■ **Texto para análise**:
Se a polícia, continuando nesse raciocínio, é capaz de intervir, localizando as plantações –por exemplo– ou os laboratórios de refino e preparação de drogas, desmantelando o transporte e fechando os pontos de venda, estaremos salvos? Nossos filhos estarão, finalmente, protegidos de todos os riscos. Quem crê nisso?
Ora, há alguns complicadores nessa história. Vejamos alguns deles.
Quando vamos estudar as estatísticas sobre quais as drogas mais consumidas, verificamos que são exatamente aquelas permitidas pelas leis e pela cultura: o álcool e o tabaco. São disparadamente as mais consumidas e difundidas em nosso meio.
Como combater o uso abusivo dessas drogas, que atenção! –são tão mortais quanto as outras? Todos nós temos casos em nossas famílias de pessoas que estão morrendo ou já morreram por causa desses dois vícios. O que pode a polícia fazer no caso do álcool e do fumo?
Continuando a análise da lista, vem, em terceiro lugar, os inalantes. Desde a cola de sapateiro até o famoso cloretil (lança-perfume). Essas substâncias estão nos esmaltes, nos solventes, em muitos produtos que usamos e temos em nossas casas e que podem ser comprados em qualquer magazine. Éter, acetona, clorofórmio etc. O que pode fazer a polícia? Ou melhor, o comércio e o uso dessas substâncias, podem tornar-se um caso de polícia?
Outro imenso capítulo ligado ao consumo é o uso indevido de medicamentos. As bolinhas (anfetaminas), os tranquilizantes (benzodiazepinicos), os remédios de dormir e mesmo aqueles usados pela farmacologia em doenças específicas. Em grego, a palavra fármaco, tanto significa veneno como remédio.
Hoje em dia, muitas farmácias, espalhadas pelos bairros, são verdadeiras ``bocas de fumo". Tão ou mais perigosas quanto as verdadeiras. Quem trabalha com adolescentes sabe que eles usam muito esses tipos de substâncias.
A quem apelar? Como fazer um verdadeiro combate às drogas se estamos tratando com um campo tão vasto de hipóteses e possibilidades?
Não seria mais lógico deslocar o eixo de cima do produto (a droga em si) para um contexto psicossocial e cultural mais amplo? Será que a crise social que atravessamos, a falta de perspectivas econômicas associada à ausência de modelos sociais e culturais, a efervescência da adolescência, a falência dos modelos familiares, a rua, os grupos de amigos, as gangues, enfim, esse mundo que vivemos, não compõem muitas situações de risco? Como suportar tamanhos desafios sem fazer apelo ao sonho e à viagem? Isto é, não dá para entender que o problema droga seja apenas um caso de polícia. É um fenômeno muito mais complexo e de mais difícil abordagem.
Muitos países têm tentado soluções radicais. Uns investiram maciçamente em repressão. Caso dos Estados Unidos, nos tempos de Reagan. Chegou a mandar tropas militares invadir países à cata de plantações e traficantes. Política profundamente repressiva. O consumo nos EUA, nesse período, não diminuiu, e, obviamente, o próprio tráfico aumentou.

■ **Material apresentado**:
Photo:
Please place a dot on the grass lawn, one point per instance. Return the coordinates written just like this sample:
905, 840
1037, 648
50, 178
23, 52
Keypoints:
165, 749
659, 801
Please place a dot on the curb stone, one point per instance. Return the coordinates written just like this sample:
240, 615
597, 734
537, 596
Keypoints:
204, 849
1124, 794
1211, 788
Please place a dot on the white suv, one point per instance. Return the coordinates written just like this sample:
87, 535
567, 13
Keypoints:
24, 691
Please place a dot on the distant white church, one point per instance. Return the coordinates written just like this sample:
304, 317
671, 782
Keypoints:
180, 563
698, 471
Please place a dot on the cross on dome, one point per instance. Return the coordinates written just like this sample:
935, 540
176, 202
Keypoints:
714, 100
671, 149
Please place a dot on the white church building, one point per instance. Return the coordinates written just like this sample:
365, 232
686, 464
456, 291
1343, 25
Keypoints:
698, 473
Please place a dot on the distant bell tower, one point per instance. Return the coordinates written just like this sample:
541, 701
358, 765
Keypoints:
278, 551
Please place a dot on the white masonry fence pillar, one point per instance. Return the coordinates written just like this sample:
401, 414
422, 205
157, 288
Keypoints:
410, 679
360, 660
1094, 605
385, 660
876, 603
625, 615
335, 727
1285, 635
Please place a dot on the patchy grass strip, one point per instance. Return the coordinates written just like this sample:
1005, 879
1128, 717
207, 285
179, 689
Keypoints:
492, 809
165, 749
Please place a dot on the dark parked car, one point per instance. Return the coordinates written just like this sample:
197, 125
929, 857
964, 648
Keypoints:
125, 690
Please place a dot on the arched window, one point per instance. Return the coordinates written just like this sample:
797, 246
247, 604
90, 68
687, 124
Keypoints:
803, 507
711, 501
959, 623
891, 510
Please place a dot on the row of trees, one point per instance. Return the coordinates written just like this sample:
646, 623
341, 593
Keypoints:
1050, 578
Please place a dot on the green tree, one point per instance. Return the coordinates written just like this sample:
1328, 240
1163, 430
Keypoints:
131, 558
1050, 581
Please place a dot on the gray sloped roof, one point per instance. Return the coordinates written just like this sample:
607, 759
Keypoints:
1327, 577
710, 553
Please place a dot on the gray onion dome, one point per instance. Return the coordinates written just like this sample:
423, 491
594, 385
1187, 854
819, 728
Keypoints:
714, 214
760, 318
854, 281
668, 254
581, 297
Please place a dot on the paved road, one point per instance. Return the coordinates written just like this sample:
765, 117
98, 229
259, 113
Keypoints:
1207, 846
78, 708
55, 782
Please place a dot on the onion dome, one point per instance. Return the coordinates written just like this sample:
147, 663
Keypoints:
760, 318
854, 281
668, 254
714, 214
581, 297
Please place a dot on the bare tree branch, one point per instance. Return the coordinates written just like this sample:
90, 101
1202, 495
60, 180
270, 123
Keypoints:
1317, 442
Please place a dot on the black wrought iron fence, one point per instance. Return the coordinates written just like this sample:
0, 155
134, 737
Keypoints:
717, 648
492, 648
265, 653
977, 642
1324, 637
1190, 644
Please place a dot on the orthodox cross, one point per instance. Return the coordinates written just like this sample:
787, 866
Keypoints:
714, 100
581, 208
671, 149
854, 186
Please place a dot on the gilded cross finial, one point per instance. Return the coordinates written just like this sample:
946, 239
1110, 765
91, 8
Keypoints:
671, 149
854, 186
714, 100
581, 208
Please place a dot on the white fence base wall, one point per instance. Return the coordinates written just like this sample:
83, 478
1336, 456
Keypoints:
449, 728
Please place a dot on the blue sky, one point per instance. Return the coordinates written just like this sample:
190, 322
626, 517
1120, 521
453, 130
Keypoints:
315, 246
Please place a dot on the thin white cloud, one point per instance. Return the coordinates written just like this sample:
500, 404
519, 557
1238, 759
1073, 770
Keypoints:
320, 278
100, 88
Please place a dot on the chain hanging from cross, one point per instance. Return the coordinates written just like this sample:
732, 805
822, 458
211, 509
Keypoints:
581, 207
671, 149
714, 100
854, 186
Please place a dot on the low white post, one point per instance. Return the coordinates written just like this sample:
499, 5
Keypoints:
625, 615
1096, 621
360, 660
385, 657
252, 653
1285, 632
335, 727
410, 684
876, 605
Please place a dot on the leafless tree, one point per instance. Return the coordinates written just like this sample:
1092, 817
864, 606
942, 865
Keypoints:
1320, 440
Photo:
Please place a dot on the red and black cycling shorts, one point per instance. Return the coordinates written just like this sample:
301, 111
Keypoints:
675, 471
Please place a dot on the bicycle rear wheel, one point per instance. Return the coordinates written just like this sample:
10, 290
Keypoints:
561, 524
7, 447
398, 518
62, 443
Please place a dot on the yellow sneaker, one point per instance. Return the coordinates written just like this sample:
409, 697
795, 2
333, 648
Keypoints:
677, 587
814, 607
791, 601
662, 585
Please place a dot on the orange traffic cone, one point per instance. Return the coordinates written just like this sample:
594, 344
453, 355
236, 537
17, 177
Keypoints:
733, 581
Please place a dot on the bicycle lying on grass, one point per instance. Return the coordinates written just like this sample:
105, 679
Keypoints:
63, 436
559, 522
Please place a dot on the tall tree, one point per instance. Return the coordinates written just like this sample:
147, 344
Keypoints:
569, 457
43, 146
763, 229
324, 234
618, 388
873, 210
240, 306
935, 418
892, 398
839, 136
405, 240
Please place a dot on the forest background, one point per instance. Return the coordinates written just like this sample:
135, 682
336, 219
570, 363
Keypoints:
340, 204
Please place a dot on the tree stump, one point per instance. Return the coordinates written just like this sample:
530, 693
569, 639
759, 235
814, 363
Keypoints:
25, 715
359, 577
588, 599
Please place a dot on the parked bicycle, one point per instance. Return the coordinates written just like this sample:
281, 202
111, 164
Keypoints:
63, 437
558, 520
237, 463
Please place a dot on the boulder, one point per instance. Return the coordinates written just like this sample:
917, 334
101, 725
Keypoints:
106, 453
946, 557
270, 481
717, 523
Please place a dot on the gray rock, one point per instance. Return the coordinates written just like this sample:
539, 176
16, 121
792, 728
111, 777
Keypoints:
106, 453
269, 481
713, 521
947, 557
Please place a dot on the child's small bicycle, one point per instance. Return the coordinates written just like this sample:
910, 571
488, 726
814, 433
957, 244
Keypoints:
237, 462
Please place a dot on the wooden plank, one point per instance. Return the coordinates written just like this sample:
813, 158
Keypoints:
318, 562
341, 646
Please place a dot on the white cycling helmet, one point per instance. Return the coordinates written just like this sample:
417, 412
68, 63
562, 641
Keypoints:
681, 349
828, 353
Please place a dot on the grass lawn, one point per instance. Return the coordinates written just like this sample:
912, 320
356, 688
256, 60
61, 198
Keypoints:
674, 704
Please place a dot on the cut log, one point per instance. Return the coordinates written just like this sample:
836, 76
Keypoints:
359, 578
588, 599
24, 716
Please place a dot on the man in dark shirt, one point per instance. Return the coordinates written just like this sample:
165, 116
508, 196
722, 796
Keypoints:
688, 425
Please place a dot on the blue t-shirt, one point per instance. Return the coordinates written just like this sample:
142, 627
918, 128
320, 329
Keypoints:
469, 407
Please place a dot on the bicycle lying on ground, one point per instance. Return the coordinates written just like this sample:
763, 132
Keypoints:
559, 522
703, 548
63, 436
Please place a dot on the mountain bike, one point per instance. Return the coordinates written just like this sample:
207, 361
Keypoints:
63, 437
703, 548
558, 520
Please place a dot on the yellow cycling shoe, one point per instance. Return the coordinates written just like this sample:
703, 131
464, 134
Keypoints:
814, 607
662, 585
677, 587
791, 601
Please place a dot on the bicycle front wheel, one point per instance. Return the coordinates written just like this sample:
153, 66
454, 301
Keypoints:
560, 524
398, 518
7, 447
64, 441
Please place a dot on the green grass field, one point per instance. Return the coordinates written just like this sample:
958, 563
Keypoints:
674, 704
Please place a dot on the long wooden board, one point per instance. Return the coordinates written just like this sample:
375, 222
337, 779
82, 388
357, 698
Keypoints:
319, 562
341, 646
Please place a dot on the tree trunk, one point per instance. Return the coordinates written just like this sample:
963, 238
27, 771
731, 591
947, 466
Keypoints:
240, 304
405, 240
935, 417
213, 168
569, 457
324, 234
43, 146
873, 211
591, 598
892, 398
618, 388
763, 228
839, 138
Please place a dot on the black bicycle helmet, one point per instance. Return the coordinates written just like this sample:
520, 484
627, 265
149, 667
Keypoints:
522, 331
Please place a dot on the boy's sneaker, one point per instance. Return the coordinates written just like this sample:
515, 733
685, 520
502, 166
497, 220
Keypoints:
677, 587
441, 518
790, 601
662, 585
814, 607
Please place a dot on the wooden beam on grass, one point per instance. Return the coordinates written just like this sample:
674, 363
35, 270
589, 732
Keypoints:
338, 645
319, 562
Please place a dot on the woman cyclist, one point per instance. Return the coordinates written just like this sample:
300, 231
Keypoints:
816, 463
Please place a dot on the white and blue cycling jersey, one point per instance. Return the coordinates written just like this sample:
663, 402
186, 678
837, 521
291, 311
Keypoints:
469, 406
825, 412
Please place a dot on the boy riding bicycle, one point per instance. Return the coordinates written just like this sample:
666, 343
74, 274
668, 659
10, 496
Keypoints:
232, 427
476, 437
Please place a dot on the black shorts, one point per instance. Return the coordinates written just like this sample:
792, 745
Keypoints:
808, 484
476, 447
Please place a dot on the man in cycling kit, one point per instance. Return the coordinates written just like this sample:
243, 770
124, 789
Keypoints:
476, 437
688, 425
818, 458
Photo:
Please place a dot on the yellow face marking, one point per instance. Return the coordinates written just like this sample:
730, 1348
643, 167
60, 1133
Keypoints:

■ **O que fazer**: Segundo o texto sobre o combate às drogas, por que a polícia teria pouco a fazer contra o álcool e o tabaco? Responda em uma a três frases. Os registros não são necessários para esta atividade.

■ **Resposta**: Porque o álcool e o tabaco são drogas permitidas pelas leis e pela cultura, embora sejam de longe as mais consumidas e difundidas. Além disso, são tão mortais quanto as outras drogas.